> _Set problem_
Rewrite the entries below, changing each "Practice step" to "Exercise" and leaving everything else untouched.

> _Listed records_
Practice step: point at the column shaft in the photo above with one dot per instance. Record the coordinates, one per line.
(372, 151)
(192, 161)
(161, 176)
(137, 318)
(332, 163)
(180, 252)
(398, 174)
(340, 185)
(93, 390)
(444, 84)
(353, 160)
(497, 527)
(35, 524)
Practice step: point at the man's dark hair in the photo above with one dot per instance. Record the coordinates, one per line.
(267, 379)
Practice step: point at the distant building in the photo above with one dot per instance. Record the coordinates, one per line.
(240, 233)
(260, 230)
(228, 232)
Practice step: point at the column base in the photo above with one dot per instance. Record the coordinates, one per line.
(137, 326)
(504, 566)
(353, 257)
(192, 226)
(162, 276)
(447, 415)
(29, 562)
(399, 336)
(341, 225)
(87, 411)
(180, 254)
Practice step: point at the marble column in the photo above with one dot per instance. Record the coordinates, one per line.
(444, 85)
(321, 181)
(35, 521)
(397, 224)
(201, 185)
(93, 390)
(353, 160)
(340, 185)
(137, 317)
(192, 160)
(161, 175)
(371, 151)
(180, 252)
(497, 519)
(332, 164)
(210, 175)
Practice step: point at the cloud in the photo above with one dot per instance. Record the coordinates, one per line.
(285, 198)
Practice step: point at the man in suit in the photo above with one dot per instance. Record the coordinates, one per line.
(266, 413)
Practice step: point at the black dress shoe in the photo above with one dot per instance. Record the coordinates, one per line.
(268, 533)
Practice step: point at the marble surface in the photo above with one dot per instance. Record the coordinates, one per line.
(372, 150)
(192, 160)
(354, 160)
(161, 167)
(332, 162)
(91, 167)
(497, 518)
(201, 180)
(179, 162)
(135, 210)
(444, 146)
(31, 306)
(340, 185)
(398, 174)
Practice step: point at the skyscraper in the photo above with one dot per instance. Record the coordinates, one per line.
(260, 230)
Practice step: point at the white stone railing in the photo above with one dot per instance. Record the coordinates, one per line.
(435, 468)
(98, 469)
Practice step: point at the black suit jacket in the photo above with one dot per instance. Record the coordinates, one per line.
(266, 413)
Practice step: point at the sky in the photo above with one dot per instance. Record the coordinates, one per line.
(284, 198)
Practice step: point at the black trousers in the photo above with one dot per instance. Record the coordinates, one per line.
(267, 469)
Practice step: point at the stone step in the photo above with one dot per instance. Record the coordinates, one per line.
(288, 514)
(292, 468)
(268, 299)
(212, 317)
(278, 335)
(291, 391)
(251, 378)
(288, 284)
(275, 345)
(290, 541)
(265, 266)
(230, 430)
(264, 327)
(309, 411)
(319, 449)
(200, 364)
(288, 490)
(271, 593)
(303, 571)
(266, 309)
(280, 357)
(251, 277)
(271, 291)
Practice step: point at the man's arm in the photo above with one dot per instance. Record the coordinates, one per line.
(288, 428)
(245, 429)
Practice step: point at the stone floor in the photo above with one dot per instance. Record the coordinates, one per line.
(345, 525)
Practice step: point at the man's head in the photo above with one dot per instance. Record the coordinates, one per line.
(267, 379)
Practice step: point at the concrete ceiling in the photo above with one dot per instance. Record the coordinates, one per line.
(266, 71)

> _Result of the task_
Exercise: point at the column shaft in the photo above with one dot per instance. Record the coordinates, one per line.
(372, 151)
(192, 161)
(161, 176)
(137, 318)
(332, 163)
(180, 252)
(398, 174)
(340, 185)
(93, 390)
(444, 84)
(353, 160)
(497, 527)
(35, 524)
Exercise: point at the man's dark hair in the photo above with one dot per instance. Record the coordinates, one per line.
(267, 379)
Exercise: point at the distant building in the photo above with one dot per instance. Record the coordinates, one per line.
(240, 233)
(260, 230)
(228, 232)
Exercise: point at the column base in the photo above with one dot per instance. Record the coordinates, one per line.
(137, 326)
(504, 566)
(353, 257)
(192, 226)
(162, 276)
(447, 415)
(29, 562)
(399, 336)
(341, 225)
(87, 411)
(180, 254)
Exercise: point at the marble column in the photo above with one dot per instance. Record the coordinates, one per line.
(444, 85)
(321, 181)
(35, 521)
(397, 224)
(201, 185)
(93, 390)
(353, 160)
(340, 185)
(137, 317)
(192, 160)
(161, 175)
(371, 151)
(180, 252)
(497, 519)
(332, 164)
(210, 175)
Exercise: point at the cloud in the photo above with one dot per instance. Record the coordinates, one per line.
(285, 198)
Exercise: point at the man in suit in the photo above with one dot per instance. Record the coordinates, one per line.
(266, 413)
Exercise: point at the black dress shoe in the photo above with one dot per instance. Record the coordinates, one per line.
(268, 533)
Exercise: point at the marble surface in the photo above with one dot per instance. Record the coordinates, one per line.
(372, 150)
(192, 160)
(354, 160)
(161, 167)
(332, 162)
(91, 167)
(497, 518)
(201, 180)
(179, 162)
(135, 210)
(444, 146)
(31, 306)
(340, 185)
(398, 174)
Exercise: point at the skyscraper in the photo above with one dot per instance. Record the coordinates, one per line.
(260, 230)
Exercise: point at the white stone railing in the photo above with one dot per instance. Record the coordinates, one per line.
(435, 468)
(98, 469)
Exercise: point at the black suit jacket in the photo above with one dot per instance. Record the coordinates, one per line.
(266, 413)
Exercise: point at the sky in the photo above with one dot per instance. Record the coordinates, one per line.
(284, 198)
Exercise: point at the black trousers in the photo above with one dot per instance. Record the coordinates, one per line.
(267, 469)
Exercise: point at the stone step in the photo above with one dot per instance. Record the coordinates, one per line.
(288, 514)
(292, 468)
(268, 299)
(212, 317)
(278, 335)
(291, 391)
(251, 378)
(288, 284)
(275, 345)
(290, 541)
(265, 266)
(230, 430)
(264, 327)
(309, 411)
(319, 449)
(200, 364)
(288, 490)
(271, 593)
(303, 571)
(266, 309)
(280, 357)
(251, 277)
(271, 291)
Exercise: point at the man's arm in the photo above with one dot per instance. Record the coordinates, one per line.
(288, 428)
(245, 429)
Exercise: point at the stone floor in the photo above with one dot per instance. Record the coordinates, one per line.
(345, 525)
Exercise: point at the man's head in the photo above with one dot per instance. Record the coordinates, one per line.
(267, 379)
Exercise: point at the concrete ceiling in the photo above with one dot per instance. Record the coordinates, one per line.
(266, 71)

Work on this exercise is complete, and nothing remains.